>> Begin

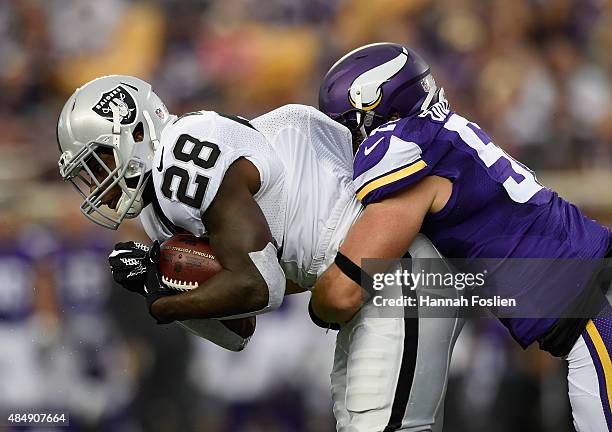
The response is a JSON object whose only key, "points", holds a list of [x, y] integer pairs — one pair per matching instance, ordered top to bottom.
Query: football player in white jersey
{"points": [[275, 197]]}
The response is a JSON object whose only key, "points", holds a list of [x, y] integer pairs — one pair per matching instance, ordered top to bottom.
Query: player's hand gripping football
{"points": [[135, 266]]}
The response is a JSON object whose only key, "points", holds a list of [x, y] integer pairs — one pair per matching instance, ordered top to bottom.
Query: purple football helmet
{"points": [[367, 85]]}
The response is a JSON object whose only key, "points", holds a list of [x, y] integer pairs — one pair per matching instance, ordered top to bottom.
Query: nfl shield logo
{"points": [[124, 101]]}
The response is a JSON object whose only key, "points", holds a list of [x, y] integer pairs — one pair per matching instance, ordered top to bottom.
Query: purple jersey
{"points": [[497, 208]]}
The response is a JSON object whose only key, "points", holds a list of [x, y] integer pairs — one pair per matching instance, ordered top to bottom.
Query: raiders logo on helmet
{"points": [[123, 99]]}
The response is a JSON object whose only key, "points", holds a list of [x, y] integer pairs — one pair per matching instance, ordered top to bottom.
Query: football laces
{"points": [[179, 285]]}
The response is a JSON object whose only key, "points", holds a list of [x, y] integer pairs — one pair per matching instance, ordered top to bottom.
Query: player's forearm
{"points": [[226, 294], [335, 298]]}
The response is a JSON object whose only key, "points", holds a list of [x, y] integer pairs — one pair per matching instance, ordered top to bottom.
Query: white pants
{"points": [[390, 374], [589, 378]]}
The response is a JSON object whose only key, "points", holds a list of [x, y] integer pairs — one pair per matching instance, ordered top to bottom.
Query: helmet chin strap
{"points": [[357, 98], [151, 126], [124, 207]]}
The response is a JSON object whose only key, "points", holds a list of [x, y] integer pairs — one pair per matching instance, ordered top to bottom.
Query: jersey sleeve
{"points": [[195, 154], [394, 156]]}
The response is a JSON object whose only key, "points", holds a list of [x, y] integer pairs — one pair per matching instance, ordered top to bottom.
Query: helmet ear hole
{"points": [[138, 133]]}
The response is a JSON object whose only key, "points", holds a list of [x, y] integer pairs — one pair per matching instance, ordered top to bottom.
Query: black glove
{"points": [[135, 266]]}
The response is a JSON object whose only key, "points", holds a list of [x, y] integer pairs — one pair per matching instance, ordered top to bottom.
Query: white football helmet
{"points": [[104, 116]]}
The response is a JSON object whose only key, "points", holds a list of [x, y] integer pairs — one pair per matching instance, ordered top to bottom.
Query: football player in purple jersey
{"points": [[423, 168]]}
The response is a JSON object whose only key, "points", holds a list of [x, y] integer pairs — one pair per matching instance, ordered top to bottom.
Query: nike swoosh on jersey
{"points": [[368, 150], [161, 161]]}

>> End
>> Begin

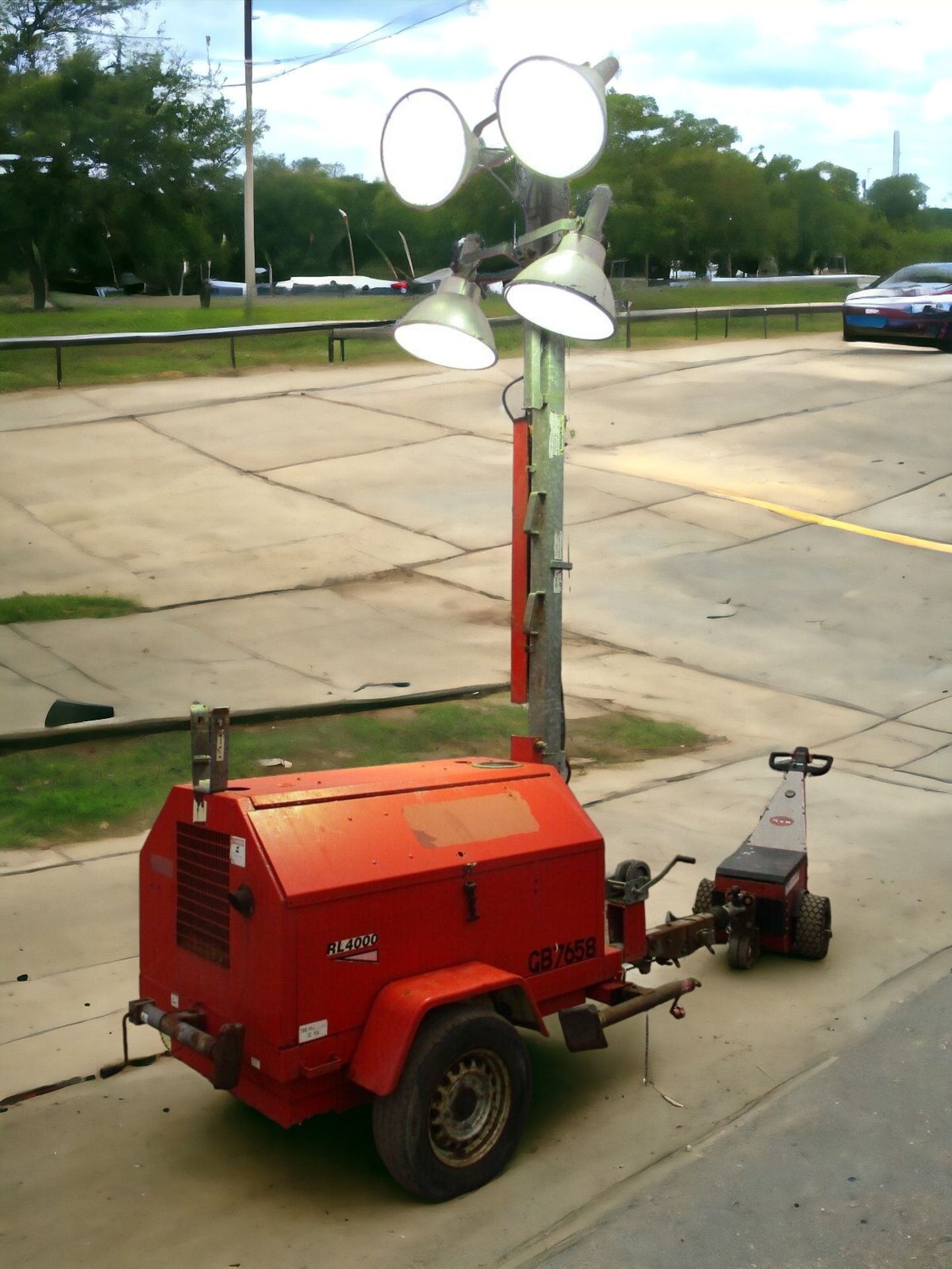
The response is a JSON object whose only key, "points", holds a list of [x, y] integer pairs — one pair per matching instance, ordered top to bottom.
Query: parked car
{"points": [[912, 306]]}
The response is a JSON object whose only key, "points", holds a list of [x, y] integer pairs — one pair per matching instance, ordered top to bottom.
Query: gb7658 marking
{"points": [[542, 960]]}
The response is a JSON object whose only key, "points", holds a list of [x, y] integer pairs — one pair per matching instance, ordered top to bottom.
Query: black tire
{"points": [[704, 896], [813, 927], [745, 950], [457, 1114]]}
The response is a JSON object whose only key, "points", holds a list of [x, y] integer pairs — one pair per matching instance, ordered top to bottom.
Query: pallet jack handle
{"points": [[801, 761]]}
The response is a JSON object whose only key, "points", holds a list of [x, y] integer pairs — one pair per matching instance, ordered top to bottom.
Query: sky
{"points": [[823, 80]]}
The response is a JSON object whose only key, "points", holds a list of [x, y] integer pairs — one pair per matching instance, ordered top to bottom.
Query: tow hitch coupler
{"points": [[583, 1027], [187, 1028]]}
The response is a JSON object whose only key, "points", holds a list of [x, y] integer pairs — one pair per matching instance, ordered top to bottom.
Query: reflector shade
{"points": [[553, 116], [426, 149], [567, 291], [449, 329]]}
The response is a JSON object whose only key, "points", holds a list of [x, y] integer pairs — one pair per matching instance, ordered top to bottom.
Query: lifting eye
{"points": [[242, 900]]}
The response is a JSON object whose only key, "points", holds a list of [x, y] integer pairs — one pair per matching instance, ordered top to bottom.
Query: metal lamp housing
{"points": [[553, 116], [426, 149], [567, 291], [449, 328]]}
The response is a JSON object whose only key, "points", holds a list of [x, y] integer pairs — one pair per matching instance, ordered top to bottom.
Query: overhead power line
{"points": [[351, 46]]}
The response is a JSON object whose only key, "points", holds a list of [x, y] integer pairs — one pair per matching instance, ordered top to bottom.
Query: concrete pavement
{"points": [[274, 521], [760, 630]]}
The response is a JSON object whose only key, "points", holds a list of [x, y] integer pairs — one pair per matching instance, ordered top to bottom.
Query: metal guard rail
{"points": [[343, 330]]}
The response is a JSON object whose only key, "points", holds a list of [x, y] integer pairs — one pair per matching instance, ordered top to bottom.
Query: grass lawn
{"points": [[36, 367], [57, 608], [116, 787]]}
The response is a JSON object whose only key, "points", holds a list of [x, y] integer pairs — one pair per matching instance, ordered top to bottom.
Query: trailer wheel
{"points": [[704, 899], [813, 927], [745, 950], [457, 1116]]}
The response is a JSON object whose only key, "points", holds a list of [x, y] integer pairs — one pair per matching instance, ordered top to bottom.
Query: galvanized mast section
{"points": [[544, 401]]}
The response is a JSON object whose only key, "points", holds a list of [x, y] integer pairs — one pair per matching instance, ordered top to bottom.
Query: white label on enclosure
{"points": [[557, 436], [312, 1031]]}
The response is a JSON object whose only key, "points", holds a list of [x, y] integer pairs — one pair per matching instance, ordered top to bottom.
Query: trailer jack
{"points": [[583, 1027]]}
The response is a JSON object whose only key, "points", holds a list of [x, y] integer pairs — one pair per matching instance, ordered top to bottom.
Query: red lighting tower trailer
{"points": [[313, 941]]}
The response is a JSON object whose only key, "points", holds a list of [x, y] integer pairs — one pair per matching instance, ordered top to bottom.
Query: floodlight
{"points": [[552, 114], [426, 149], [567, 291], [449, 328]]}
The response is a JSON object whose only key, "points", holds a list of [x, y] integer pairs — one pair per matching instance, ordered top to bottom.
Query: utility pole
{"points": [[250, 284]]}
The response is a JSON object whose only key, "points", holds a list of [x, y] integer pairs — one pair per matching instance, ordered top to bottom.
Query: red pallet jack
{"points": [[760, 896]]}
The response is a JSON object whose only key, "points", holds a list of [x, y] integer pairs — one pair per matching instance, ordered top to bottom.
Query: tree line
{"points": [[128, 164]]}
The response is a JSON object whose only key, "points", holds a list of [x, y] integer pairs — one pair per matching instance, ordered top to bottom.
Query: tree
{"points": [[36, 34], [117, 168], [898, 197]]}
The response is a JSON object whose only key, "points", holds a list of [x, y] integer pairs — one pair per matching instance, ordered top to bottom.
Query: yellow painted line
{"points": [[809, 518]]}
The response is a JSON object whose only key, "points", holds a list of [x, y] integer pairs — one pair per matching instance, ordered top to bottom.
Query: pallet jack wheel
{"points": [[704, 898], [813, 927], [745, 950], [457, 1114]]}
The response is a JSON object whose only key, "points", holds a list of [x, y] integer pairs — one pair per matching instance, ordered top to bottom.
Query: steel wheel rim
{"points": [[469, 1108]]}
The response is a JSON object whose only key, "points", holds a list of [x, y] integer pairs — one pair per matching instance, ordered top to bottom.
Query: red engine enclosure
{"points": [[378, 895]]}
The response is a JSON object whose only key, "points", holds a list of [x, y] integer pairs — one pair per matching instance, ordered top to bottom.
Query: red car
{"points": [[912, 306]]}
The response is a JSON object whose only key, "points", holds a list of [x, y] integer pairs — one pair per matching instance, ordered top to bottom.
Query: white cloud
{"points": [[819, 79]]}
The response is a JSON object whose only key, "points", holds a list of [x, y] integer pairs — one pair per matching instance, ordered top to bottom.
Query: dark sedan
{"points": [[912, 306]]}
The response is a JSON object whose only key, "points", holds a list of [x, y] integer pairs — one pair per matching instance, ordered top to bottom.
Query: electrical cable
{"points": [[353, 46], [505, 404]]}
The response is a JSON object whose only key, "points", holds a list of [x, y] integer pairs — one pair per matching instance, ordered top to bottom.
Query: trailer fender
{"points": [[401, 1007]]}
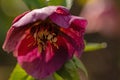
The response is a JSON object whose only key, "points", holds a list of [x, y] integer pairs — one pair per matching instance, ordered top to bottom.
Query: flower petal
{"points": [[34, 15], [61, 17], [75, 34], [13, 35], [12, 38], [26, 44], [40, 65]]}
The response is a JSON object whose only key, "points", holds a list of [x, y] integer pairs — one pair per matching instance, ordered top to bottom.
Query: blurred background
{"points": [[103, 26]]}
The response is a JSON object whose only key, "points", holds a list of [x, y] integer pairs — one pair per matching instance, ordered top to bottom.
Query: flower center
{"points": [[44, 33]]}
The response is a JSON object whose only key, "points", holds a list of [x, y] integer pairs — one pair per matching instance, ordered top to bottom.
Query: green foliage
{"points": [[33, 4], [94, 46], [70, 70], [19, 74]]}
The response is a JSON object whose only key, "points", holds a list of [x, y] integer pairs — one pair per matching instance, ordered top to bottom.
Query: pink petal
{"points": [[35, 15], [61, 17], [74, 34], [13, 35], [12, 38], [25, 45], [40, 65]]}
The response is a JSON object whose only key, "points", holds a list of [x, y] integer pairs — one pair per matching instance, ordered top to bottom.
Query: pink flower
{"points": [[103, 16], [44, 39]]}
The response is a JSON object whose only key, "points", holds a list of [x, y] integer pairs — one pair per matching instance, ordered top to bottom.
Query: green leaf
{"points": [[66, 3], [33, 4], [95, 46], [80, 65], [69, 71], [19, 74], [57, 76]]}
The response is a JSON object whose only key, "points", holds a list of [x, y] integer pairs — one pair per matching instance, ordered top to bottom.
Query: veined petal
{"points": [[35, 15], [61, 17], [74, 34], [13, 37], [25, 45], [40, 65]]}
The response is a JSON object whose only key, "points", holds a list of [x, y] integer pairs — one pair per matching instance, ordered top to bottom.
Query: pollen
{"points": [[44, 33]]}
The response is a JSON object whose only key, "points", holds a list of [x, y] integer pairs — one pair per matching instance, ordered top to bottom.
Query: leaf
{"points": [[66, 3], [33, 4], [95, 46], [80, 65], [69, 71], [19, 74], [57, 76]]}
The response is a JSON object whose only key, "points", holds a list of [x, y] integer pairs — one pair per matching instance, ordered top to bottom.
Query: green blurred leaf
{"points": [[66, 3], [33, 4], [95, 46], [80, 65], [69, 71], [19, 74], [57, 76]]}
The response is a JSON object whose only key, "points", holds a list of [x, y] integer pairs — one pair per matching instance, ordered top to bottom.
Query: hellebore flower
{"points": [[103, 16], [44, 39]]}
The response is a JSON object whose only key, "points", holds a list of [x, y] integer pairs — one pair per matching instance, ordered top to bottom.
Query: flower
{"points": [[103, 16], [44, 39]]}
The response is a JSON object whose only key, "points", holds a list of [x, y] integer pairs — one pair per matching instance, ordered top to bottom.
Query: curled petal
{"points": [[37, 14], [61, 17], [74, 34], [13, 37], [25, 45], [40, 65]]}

>> End
>> Begin

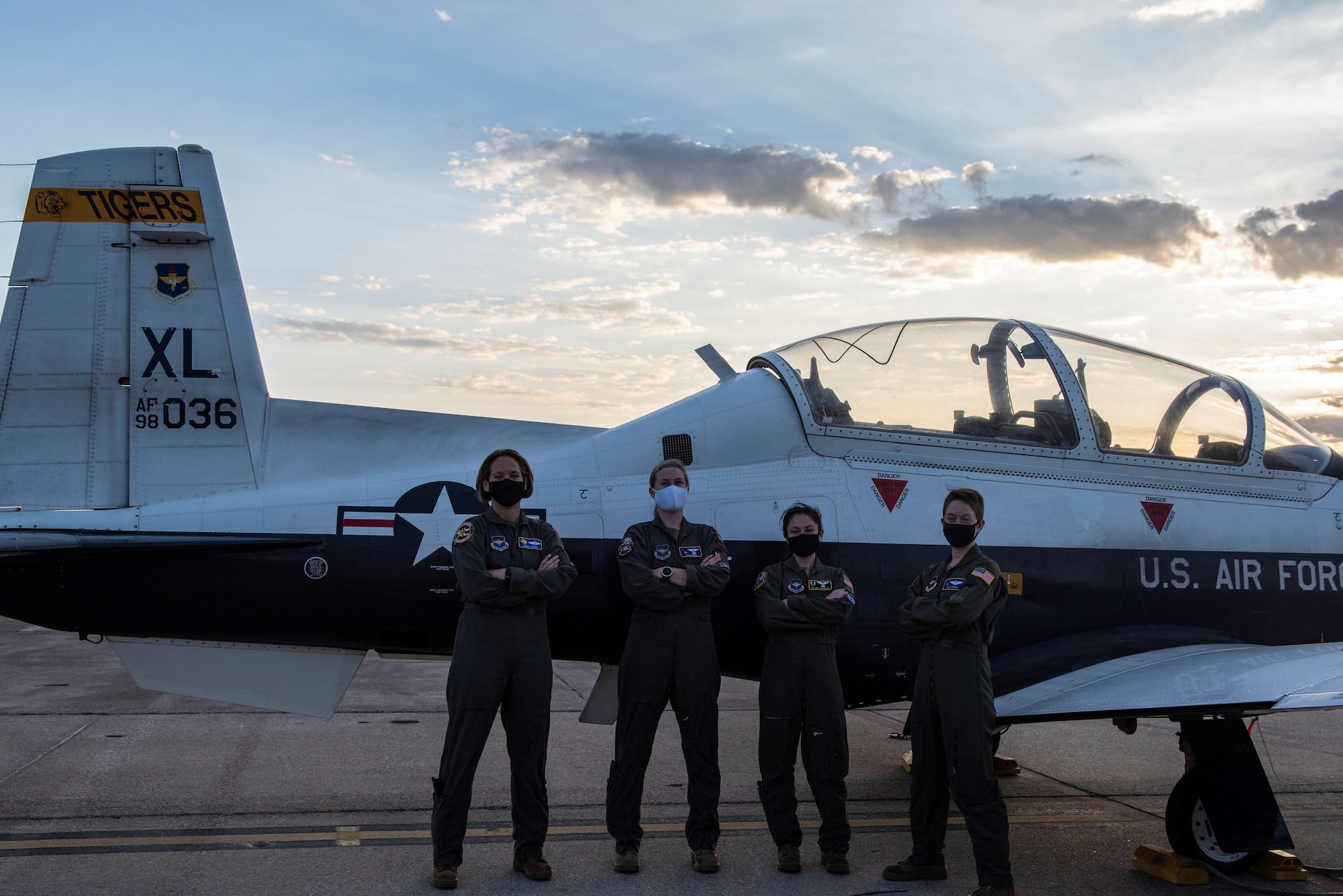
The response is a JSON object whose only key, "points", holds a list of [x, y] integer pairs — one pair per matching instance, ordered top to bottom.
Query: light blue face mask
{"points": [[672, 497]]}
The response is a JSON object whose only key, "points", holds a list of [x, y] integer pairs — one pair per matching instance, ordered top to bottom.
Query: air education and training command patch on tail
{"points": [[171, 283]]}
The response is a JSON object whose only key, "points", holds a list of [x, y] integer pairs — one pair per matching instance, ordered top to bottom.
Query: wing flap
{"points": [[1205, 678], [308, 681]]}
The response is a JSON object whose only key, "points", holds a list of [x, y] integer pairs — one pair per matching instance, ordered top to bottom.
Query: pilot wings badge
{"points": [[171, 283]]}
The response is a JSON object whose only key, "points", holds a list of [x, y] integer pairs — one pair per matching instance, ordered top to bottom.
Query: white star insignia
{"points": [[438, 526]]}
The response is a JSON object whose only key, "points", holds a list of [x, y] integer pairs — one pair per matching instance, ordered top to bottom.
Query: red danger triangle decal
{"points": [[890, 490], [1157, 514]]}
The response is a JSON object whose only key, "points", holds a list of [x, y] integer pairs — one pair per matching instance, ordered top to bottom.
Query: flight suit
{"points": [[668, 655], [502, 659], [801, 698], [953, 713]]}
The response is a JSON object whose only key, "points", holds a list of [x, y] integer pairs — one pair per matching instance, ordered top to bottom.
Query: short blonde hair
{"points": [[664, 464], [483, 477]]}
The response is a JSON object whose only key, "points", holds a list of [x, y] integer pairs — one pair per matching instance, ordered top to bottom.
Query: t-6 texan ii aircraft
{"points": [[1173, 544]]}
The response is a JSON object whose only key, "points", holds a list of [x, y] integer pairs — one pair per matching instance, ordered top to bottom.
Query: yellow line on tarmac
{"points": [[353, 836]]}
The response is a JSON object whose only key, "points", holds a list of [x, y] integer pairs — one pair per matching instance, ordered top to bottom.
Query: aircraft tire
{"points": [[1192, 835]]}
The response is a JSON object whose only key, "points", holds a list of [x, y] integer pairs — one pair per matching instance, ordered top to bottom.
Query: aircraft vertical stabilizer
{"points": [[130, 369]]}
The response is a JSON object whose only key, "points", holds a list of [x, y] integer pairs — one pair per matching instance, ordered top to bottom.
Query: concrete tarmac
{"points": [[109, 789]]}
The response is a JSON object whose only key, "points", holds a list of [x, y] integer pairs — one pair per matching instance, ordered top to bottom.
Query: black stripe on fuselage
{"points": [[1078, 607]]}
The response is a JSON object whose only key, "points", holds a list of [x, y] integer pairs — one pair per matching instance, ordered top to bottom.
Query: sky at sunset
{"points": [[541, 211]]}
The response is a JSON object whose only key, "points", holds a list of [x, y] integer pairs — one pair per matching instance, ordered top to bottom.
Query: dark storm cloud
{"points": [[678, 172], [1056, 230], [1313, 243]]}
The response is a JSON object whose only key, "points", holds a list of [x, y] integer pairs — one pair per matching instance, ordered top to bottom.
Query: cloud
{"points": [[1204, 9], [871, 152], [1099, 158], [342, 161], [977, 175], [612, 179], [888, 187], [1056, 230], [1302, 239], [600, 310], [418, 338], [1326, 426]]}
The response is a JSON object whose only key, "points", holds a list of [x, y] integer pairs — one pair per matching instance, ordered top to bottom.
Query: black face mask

>> End

◆ What you have to do:
Identify and copy every line of the records above that contains the string "helmet", treating uppercase and lowercase as distinct.

◆ Task response:
Query: purple football helmet
Query: raiders logo on helmet
Query: helmet chin strap
Query: helmet ear hole
Query: white football helmet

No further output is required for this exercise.